Data lines:
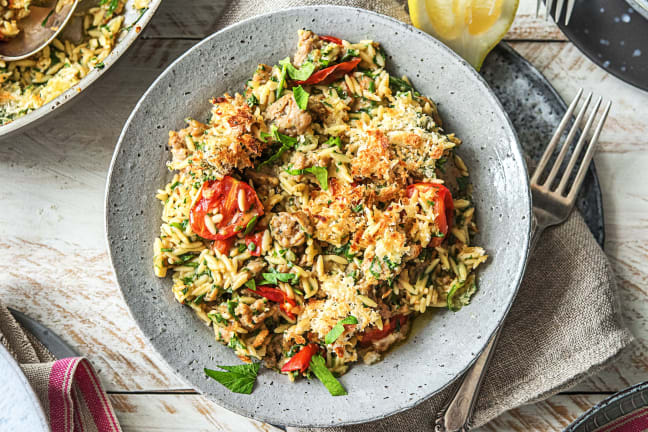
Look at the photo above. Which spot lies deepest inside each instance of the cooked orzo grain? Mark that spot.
(328, 191)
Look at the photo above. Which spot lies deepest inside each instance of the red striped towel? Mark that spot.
(69, 389)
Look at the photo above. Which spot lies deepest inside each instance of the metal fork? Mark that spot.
(559, 8)
(551, 206)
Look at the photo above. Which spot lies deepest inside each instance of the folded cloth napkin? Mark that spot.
(564, 324)
(69, 390)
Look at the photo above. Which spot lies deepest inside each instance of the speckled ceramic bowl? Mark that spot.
(444, 344)
(124, 41)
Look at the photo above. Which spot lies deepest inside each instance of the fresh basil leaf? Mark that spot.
(274, 277)
(250, 226)
(252, 100)
(301, 97)
(301, 74)
(318, 367)
(238, 379)
(287, 142)
(338, 329)
(321, 174)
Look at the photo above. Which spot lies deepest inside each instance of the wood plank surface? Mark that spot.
(54, 266)
(162, 413)
(174, 20)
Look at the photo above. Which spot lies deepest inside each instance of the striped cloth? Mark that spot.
(69, 390)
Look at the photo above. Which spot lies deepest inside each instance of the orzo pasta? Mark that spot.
(28, 84)
(319, 212)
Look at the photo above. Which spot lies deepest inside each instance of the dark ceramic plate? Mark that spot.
(614, 36)
(625, 411)
(535, 109)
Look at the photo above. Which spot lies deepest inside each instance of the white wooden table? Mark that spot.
(54, 266)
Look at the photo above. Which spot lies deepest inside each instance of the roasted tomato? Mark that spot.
(374, 334)
(443, 206)
(301, 360)
(254, 239)
(224, 208)
(331, 73)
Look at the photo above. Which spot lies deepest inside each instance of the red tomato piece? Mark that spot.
(375, 334)
(301, 360)
(221, 197)
(331, 39)
(331, 73)
(278, 296)
(256, 240)
(443, 206)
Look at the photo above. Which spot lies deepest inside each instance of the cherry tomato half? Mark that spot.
(301, 360)
(373, 334)
(222, 197)
(331, 73)
(443, 206)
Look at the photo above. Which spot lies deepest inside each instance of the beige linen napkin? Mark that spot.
(564, 323)
(69, 390)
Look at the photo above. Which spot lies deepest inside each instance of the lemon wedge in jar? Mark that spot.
(471, 28)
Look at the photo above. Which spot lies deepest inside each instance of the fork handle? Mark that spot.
(456, 415)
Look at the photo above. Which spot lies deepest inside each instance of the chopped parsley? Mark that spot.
(252, 101)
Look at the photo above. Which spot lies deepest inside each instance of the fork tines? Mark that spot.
(558, 11)
(547, 183)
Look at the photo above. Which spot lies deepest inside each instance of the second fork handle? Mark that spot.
(456, 416)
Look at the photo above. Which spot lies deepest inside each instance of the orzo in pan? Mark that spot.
(30, 83)
(312, 218)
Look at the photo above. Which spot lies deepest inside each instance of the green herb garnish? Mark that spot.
(338, 329)
(301, 97)
(239, 379)
(301, 74)
(250, 225)
(274, 277)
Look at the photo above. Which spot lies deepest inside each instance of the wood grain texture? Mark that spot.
(53, 262)
(174, 20)
(138, 412)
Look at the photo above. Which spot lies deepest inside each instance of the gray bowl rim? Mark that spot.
(24, 122)
(516, 151)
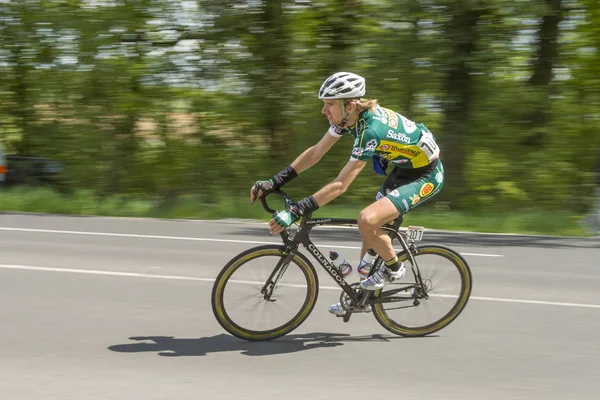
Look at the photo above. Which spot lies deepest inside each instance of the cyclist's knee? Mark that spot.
(367, 220)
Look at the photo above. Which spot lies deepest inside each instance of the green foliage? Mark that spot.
(197, 100)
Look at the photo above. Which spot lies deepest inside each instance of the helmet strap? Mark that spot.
(345, 115)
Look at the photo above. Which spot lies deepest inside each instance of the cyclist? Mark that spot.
(383, 136)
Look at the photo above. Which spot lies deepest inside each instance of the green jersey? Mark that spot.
(387, 135)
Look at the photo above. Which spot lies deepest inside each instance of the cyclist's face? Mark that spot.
(332, 110)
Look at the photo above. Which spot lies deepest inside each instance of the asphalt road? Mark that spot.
(106, 308)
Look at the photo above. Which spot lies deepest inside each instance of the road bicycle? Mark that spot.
(276, 275)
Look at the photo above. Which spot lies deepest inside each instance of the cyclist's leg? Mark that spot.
(402, 199)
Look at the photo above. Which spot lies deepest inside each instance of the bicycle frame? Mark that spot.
(292, 242)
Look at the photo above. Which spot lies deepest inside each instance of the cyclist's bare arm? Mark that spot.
(337, 187)
(313, 154)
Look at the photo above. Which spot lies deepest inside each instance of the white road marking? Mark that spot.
(190, 278)
(131, 235)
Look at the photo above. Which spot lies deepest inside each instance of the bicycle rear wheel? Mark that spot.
(238, 297)
(405, 309)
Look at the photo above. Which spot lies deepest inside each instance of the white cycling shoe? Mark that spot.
(382, 277)
(375, 282)
(338, 310)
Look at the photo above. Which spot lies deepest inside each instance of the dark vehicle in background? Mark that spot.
(32, 171)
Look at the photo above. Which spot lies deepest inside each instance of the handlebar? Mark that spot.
(263, 199)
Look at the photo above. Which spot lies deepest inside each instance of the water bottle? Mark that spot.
(344, 267)
(367, 262)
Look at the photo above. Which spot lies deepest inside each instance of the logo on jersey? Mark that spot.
(371, 145)
(401, 137)
(357, 151)
(405, 204)
(392, 118)
(409, 126)
(426, 189)
(415, 199)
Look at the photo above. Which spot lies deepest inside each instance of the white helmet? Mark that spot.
(342, 85)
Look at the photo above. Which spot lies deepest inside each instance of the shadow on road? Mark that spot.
(169, 346)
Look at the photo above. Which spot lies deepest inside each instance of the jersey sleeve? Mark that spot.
(364, 146)
(336, 131)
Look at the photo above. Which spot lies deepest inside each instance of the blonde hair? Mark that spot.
(362, 104)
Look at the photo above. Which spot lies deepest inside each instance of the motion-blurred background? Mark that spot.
(165, 100)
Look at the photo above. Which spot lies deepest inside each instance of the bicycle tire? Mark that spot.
(263, 335)
(466, 285)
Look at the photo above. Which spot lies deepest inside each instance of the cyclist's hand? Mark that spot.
(282, 220)
(260, 186)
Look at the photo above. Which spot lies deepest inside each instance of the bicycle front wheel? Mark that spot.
(248, 304)
(406, 309)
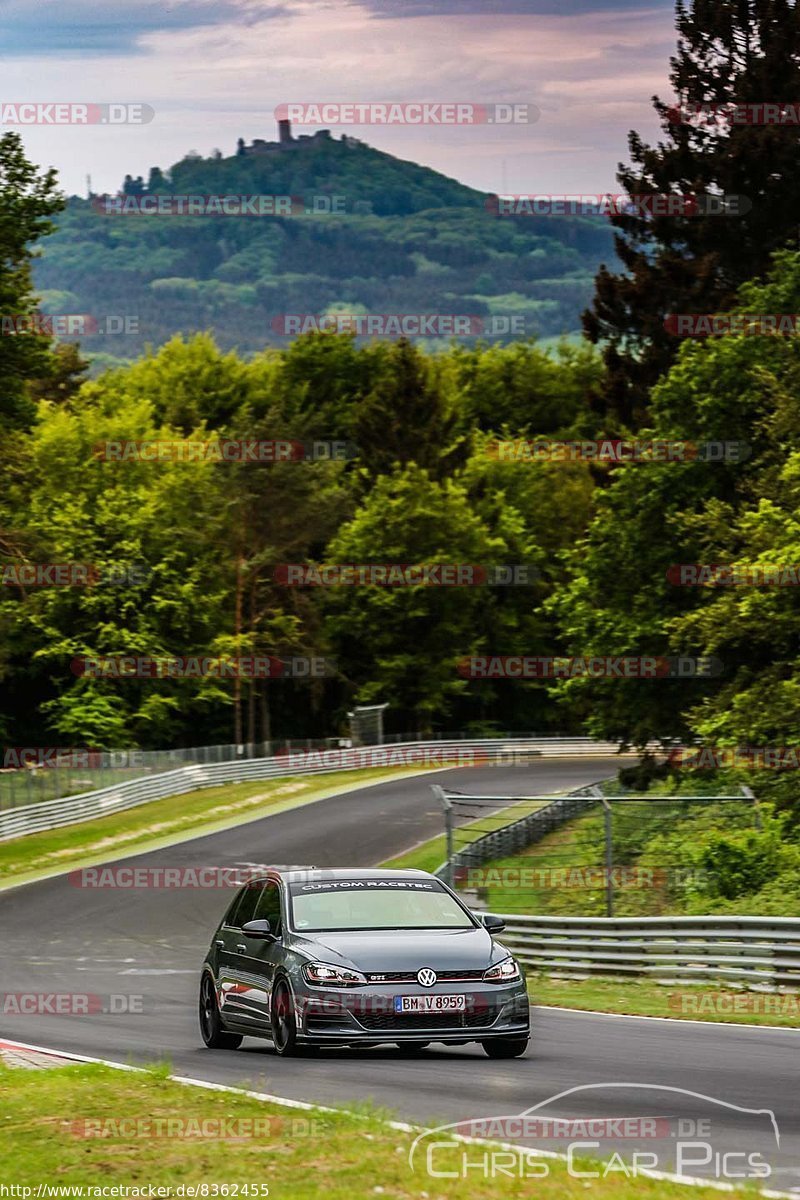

# What you are asked to do
Extract each line of the listing that contains the string "ceramic". Case counts.

# Solution to this task
Look at the photo above. Which spot lies deepest inside each instance of the speckled ceramic bowl? Mark that spot.
Look at the photo above. Which spot lies deepest inside each instance of the dark ceramic plate? Mark that spot.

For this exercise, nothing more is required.